> **Given exercise**
Output the part of the rows below that opens with their first line and closes with the line containing "M 239 361 L", both ends included, reproducing every line without change.

(Labeled area outline items)
━━━━━━━━

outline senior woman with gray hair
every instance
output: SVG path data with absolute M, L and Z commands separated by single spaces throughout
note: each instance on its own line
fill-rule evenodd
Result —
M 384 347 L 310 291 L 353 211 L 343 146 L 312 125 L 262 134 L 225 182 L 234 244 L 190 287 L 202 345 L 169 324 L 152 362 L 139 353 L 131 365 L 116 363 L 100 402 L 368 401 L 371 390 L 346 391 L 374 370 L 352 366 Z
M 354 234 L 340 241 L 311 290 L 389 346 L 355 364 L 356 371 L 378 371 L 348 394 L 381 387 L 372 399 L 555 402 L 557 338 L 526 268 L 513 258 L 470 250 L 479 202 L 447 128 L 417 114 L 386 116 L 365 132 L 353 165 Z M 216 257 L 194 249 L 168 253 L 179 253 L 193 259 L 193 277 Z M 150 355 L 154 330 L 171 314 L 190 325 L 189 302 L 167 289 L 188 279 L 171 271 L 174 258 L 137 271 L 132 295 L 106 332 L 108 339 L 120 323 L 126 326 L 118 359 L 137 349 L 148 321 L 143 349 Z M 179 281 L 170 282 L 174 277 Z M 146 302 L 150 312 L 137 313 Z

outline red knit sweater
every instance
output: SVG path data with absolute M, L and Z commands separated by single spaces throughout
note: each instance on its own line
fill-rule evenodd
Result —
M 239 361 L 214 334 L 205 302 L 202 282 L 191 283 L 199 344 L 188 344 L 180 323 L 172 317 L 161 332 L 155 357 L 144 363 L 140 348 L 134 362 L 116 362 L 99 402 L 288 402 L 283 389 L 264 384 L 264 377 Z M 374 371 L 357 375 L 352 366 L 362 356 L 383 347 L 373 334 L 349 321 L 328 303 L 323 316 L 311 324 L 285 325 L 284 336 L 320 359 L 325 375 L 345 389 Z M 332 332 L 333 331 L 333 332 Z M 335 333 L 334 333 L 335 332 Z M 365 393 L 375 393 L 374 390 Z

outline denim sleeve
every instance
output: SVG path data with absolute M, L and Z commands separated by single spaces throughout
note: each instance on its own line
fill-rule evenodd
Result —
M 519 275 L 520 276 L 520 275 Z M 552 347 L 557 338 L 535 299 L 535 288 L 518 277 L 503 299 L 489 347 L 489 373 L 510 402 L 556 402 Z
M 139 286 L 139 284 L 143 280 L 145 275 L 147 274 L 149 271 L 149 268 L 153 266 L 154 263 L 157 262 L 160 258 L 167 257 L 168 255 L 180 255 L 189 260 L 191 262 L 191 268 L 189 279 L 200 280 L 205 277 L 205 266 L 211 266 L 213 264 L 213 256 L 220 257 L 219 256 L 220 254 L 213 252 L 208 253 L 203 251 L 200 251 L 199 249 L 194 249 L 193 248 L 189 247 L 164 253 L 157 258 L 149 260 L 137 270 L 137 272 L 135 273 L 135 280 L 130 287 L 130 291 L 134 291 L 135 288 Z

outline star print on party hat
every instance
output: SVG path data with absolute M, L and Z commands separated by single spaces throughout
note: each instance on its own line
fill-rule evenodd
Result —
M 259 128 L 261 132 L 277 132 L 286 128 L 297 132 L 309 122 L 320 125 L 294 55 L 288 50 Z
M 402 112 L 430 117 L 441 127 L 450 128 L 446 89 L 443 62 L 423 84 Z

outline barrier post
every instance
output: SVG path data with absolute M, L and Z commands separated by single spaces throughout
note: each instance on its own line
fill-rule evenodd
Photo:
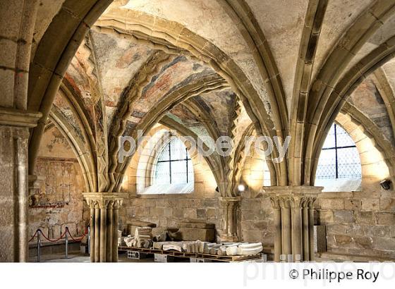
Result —
M 40 237 L 41 235 L 41 230 L 37 230 L 37 262 L 40 262 L 40 246 L 41 246 L 41 241 L 40 240 Z
M 90 226 L 87 226 L 87 254 L 90 256 Z
M 67 233 L 70 233 L 70 231 L 68 230 L 68 228 L 66 227 L 66 256 L 65 256 L 65 259 L 68 259 L 68 238 L 67 237 Z

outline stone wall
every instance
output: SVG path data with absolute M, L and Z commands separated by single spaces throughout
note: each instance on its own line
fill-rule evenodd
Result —
M 264 246 L 273 246 L 272 204 L 261 193 L 263 185 L 270 185 L 270 173 L 262 156 L 255 153 L 246 158 L 241 181 L 246 190 L 241 193 L 238 235 L 244 242 L 262 242 Z
M 378 182 L 362 192 L 322 193 L 318 223 L 329 252 L 395 258 L 395 195 Z
M 38 203 L 30 199 L 29 235 L 37 228 L 57 238 L 68 227 L 73 235 L 80 235 L 89 220 L 83 202 L 85 184 L 77 159 L 66 140 L 52 127 L 41 143 L 35 176 L 40 178 Z

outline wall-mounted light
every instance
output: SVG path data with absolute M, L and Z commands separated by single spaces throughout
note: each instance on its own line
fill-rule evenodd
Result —
M 239 192 L 244 192 L 245 190 L 245 185 L 243 184 L 239 184 L 237 186 L 237 190 L 238 190 Z
M 391 188 L 391 180 L 384 180 L 380 183 L 380 185 L 386 190 L 389 190 Z

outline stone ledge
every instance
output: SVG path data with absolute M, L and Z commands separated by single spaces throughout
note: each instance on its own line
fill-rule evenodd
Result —
M 307 185 L 298 185 L 298 186 L 272 186 L 272 187 L 262 187 L 261 193 L 263 196 L 267 195 L 309 195 L 317 196 L 322 194 L 323 187 L 314 187 Z
M 0 125 L 35 128 L 42 116 L 40 112 L 0 107 Z
M 330 252 L 325 252 L 322 253 L 315 253 L 315 261 L 317 262 L 327 262 L 328 260 L 334 262 L 395 262 L 395 259 L 380 257 L 377 256 L 369 255 L 356 255 L 340 254 Z

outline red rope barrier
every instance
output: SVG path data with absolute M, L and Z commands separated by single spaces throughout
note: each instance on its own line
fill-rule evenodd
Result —
M 35 238 L 35 237 L 36 236 L 37 233 L 38 232 L 38 230 L 36 230 L 36 233 L 35 233 L 35 235 L 33 235 L 33 236 L 30 238 L 30 240 L 29 240 L 29 241 L 28 241 L 28 242 L 30 242 L 33 240 L 33 239 Z
M 47 237 L 45 235 L 44 235 L 44 233 L 42 233 L 42 231 L 40 229 L 38 229 L 38 230 L 37 230 L 36 232 L 35 233 L 35 235 L 33 235 L 33 236 L 29 240 L 28 242 L 30 242 L 31 241 L 33 240 L 33 239 L 34 239 L 35 237 L 37 235 L 37 233 L 38 233 L 39 230 L 41 232 L 41 235 L 42 235 L 42 237 L 44 237 L 44 238 L 47 239 L 48 241 L 52 242 L 57 242 L 57 241 L 59 241 L 59 240 L 62 239 L 62 238 L 66 235 L 66 234 L 67 233 L 68 233 L 68 235 L 70 236 L 70 238 L 71 238 L 74 242 L 80 242 L 80 241 L 84 238 L 84 237 L 86 236 L 86 235 L 87 234 L 87 228 L 85 228 L 85 233 L 84 233 L 84 235 L 83 235 L 83 236 L 82 236 L 80 238 L 79 238 L 79 239 L 75 239 L 75 238 L 71 235 L 71 234 L 70 233 L 70 231 L 68 230 L 68 228 L 66 227 L 66 230 L 63 232 L 63 233 L 59 238 L 58 238 L 57 239 L 51 240 L 51 239 L 49 239 L 48 237 Z
M 41 234 L 42 235 L 42 237 L 44 237 L 45 239 L 47 239 L 48 241 L 49 242 L 58 242 L 59 240 L 61 240 L 61 238 L 63 238 L 64 237 L 64 235 L 66 235 L 66 230 L 64 231 L 64 233 L 57 239 L 55 240 L 51 240 L 49 239 L 48 237 L 47 237 L 45 235 L 44 235 L 44 233 L 42 233 L 42 231 L 41 231 Z
M 73 236 L 71 235 L 71 234 L 70 233 L 70 231 L 68 230 L 68 228 L 66 228 L 66 231 L 68 232 L 68 235 L 70 236 L 70 238 L 71 238 L 71 240 L 73 240 L 74 242 L 80 242 L 84 237 L 86 235 L 86 234 L 87 234 L 87 227 L 85 228 L 85 231 L 84 233 L 84 235 L 83 235 L 83 236 L 79 238 L 79 239 L 74 239 L 74 238 L 73 238 Z

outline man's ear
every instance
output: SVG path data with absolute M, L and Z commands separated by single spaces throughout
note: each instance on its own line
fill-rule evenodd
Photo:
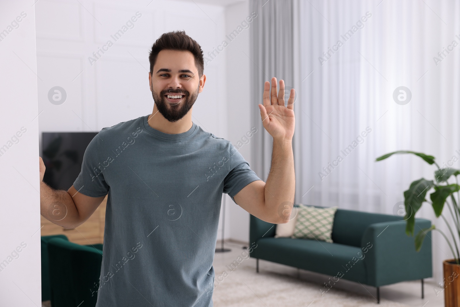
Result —
M 203 91 L 203 88 L 204 87 L 204 84 L 206 82 L 206 76 L 203 75 L 201 76 L 201 77 L 200 78 L 200 89 L 198 91 L 198 93 L 200 93 Z

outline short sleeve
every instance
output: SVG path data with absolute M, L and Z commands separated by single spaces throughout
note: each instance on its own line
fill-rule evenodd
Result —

━━━━━━━━

> **Task output**
outline senior woman with gray hair
every instance
output: SVG path data with absolute M, L and Z commands separated by single spaces throughout
note: each instance on its own line
fill-rule evenodd
Result —
M 384 347 L 310 291 L 353 211 L 343 146 L 312 125 L 262 134 L 225 182 L 234 244 L 190 287 L 202 345 L 169 324 L 152 362 L 139 353 L 131 365 L 116 363 L 100 402 L 368 401 L 371 390 L 346 391 L 374 370 L 352 366 Z
M 354 234 L 340 241 L 311 290 L 389 346 L 355 364 L 356 371 L 378 371 L 348 394 L 381 387 L 372 399 L 555 402 L 557 338 L 526 268 L 513 258 L 470 250 L 479 202 L 447 128 L 417 114 L 386 116 L 365 132 L 353 165 Z M 216 257 L 194 249 L 168 253 L 179 253 L 193 259 L 193 277 Z M 150 355 L 154 330 L 171 314 L 190 325 L 189 302 L 167 289 L 188 279 L 171 271 L 174 258 L 137 271 L 132 295 L 106 332 L 108 339 L 120 323 L 126 326 L 118 359 L 137 349 L 148 321 L 143 349 Z M 179 281 L 170 282 L 174 277 Z M 146 302 L 150 312 L 137 313 Z

outline red knit sweater
every instance
output: SVG path data with absolute M, L and Z commands separated by single spaces throughout
note: each instance on its own line
fill-rule evenodd
Result —
M 239 361 L 214 334 L 205 302 L 202 282 L 191 283 L 199 344 L 188 344 L 180 323 L 172 317 L 161 332 L 155 357 L 144 363 L 140 348 L 134 362 L 116 362 L 99 402 L 288 402 L 283 389 L 264 384 L 264 377 Z M 374 371 L 357 375 L 352 366 L 362 356 L 383 347 L 373 334 L 349 321 L 328 303 L 323 316 L 311 324 L 285 325 L 284 336 L 320 359 L 325 375 L 345 389 Z M 332 332 L 333 331 L 333 332 Z M 335 333 L 334 333 L 335 332 Z M 365 393 L 375 393 L 374 390 Z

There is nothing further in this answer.